Your task -> Retype the complete listing exactly as it appears.

===

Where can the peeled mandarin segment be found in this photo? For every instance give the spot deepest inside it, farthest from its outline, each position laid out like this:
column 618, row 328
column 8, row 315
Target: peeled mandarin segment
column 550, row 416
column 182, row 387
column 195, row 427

===

Solved problem ->
Where can the peeled mandarin segment be found in this photo? For every instance give the spot deepest inside it, farthest from its outline, each position laid out like this:
column 618, row 328
column 8, row 315
Target: peeled mandarin segment
column 550, row 416
column 182, row 387
column 195, row 427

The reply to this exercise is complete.